GIVEN EXERCISE:
Recast the listing below as a JSON list of strings, with one string for each line and blank lines left out.

THE INPUT:
* * * * * * *
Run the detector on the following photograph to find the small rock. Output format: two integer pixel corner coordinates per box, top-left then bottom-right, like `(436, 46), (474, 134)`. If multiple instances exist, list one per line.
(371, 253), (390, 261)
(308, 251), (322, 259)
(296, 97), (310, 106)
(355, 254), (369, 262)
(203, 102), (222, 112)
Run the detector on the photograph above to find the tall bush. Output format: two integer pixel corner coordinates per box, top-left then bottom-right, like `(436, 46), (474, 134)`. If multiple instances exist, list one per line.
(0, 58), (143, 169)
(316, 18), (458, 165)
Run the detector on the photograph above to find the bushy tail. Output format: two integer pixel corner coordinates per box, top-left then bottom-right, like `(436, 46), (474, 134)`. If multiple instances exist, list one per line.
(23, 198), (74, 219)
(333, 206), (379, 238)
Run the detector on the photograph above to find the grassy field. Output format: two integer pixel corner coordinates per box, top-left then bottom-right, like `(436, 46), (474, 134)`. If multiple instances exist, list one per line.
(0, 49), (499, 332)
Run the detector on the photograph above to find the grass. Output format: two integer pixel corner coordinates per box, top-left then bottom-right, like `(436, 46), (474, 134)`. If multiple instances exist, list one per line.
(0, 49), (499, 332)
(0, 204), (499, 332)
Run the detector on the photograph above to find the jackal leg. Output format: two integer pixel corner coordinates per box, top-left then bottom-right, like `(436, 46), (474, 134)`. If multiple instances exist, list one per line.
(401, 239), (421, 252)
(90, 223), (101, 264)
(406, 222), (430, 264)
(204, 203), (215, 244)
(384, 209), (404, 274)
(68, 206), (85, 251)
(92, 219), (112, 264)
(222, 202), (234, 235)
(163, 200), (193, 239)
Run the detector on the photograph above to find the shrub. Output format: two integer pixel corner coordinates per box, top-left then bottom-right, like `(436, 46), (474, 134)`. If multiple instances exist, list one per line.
* * * * * * *
OUTPUT FOR THIS TASK:
[
  "Run the detector on the following photograph to find the small rock. Output format: two integer pixel corner coordinates per box, top-left then bottom-right, like `(436, 46), (474, 134)`. If multiple instances exist, list one per line.",
  "(371, 253), (390, 261)",
  "(308, 251), (322, 259)",
  "(296, 97), (310, 106)",
  "(355, 254), (369, 262)",
  "(203, 102), (222, 112)",
  "Run the detector on the photograph above to find the tall bush. Output format: two integer pixel corner coordinates per box, top-left then bottom-right, like `(436, 46), (474, 134)`. If multiple instances exist, list one per line.",
  "(0, 58), (143, 169)",
  "(316, 18), (458, 165)",
  "Run the detector on the photograph above to find the bushy tail. Output format: two integer pixel corner coordinates per box, top-left then bottom-right, like `(436, 46), (474, 134)`. If multiple instances exist, list one per line.",
  "(23, 198), (74, 219)",
  "(333, 206), (379, 238)",
  "Run the detector on the photograph above to find the grassy field. Output format: two integer pixel corner coordinates per box, top-left then bottom-right, like `(436, 46), (474, 134)`. If multiple instances exist, list one per line.",
  "(0, 49), (499, 332)",
  "Run the detector on the photograph above to find the grass. Output format: two integer pixel corner coordinates per box, top-left then bottom-right, like `(436, 46), (474, 134)`. If multiple instances exist, list one per line.",
  "(0, 49), (499, 332)",
  "(0, 204), (499, 332)",
  "Run the detector on the photograph above to find the jackal leg. Output format: two integer pixel corner coordinates per box, top-left then bottom-right, like `(436, 46), (474, 134)`. If multiple instances exist, list one per line.",
  "(401, 239), (421, 252)",
  "(90, 223), (101, 264)",
  "(406, 222), (430, 264)",
  "(204, 203), (215, 244)",
  "(384, 209), (404, 274)",
  "(68, 206), (85, 251)",
  "(92, 219), (112, 264)",
  "(222, 202), (234, 235)",
  "(163, 200), (193, 239)",
  "Run the detector on the photograph above to find the shrub. Output format: two integer pixel corner coordinates per box, top-left then bottom-right, like `(436, 46), (474, 134)`. If multiple instances exist, list one per line."
]